> EXERCISE PASSAGE:
BEGIN

Both of these incidents pale in comparison to the shocking event in 2016 when a man pulled a child from her bicycle and beheaded her in front of her mother.  That incident sent shockwaves of horror throughout Taiwanese society.

Yes, these public assaults suggest shortcomings in Taiwan’s mental healthcare system. But these outbursts of violence from seemingly “ordinary” people behaving badly in less-than-extraordinary circumstances can also be understood as symbolic of what can happen to any of us when the stresses of survival become too overbearing and we flip over into rage. Neuroscientists are among the first to point out that heightened degrees of anger can bring into play a temporary insanity, leaving even the most mild-mannered among us prone to wrathful acts of violence.

Is it fair to ponder that Taiwan citizens undergoing not only the daily stresses of socioeconomic survival in crowded urban settings during a pandemic while also carrying upon their shoulders existentialist anxieties about their shared future as a democratic nation may be especially open to extreme breakdowns of civility?

All this is a long and roundabout way of suggesting that “The Sadness,” due for theatrical release in Taiwan on January 22 (2021), may be a cinematic commentary on the stresses being experienced by Taiwanese citizens every day. The film can probably be seen as an expression of the fear we never talk about, our worries about the fragility of social civility and the institutional structures that protect us from our neighbors, and maybe even from ourselves. 

Isn’t that an important part of most post-apocalyptic texts?  In Taiwan, where the stresses run especially high, we all must have at one time or another entertained morbid thoughts of what would happen to our now-peaceful society if even just a few of our neighbors were to psychologically break beneath these pressures.  If that’s true, “The Sadness” is very much what we are afraid of.

END

> MATERIAL SHOWN:
BEGIN

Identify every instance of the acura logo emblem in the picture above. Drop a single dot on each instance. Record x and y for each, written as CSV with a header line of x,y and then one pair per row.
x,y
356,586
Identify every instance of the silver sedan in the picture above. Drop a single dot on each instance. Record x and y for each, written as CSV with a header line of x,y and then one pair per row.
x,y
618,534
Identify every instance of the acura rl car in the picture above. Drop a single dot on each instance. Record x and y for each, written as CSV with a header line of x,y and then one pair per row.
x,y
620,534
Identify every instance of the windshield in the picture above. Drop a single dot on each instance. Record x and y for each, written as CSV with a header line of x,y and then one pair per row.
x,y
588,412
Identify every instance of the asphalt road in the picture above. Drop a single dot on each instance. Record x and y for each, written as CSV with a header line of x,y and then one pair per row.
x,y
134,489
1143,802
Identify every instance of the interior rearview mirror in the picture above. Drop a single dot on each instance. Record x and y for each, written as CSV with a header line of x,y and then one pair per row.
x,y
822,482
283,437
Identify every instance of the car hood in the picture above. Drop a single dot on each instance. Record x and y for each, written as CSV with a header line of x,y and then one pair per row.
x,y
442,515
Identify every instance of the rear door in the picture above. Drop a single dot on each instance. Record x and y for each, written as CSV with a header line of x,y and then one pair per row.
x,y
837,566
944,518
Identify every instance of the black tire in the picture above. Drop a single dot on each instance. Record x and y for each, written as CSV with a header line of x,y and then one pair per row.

END

> TASK DETAILS:
Could you reproduce, word for word and from beginning to end, the passage about "The Sadness" and social stress in Taiwan?

> EXERCISE OUTPUT:
Both of these incidents pale in comparison to the shocking event in 2016 when a man pulled a child from her bicycle and beheaded her in front of her mother.  That incident sent shockwaves of horror throughout Taiwanese society.

Yes, these public assaults suggest shortcomings in Taiwan’s mental healthcare system. But these outbursts of violence from seemingly “ordinary” people behaving badly in less-than-extraordinary circumstances can also be understood as symbolic of what can happen to any of us when the stresses of survival become too overbearing and we flip over into rage. Neuroscientists are among the first to point out that heightened degrees of anger can bring into play a temporary insanity, leaving even the most mild-mannered among us prone to wrathful acts of violence.

Is it fair to ponder that Taiwan citizens undergoing not only the daily stresses of socioeconomic survival in crowded urban settings during a pandemic while also carrying upon their shoulders existentialist anxieties about their shared future as a democratic nation may be especially open to extreme breakdowns of civility?

All this is a long and roundabout way of suggesting that “The Sadness,” due for theatrical release in Taiwan on January 22 (2021), may be a cinematic commentary on the stresses being experienced by Taiwanese citizens every day. The film can probably be seen as an expression of the fear we never talk about, our worries about the fragility of social civility and the institutional structures that protect us from our neighbors, and maybe even from ourselves. 

Isn’t that an important part of most post-apocalyptic texts?  In Taiwan, where the stresses run especially high, we all must have at one time or another entertained morbid thoughts of what would happen to our now-peaceful society if even just a few of our neighbors were to psychologically break beneath these pressures.  If that’s true, “The Sadness” is very much what we are afraid of.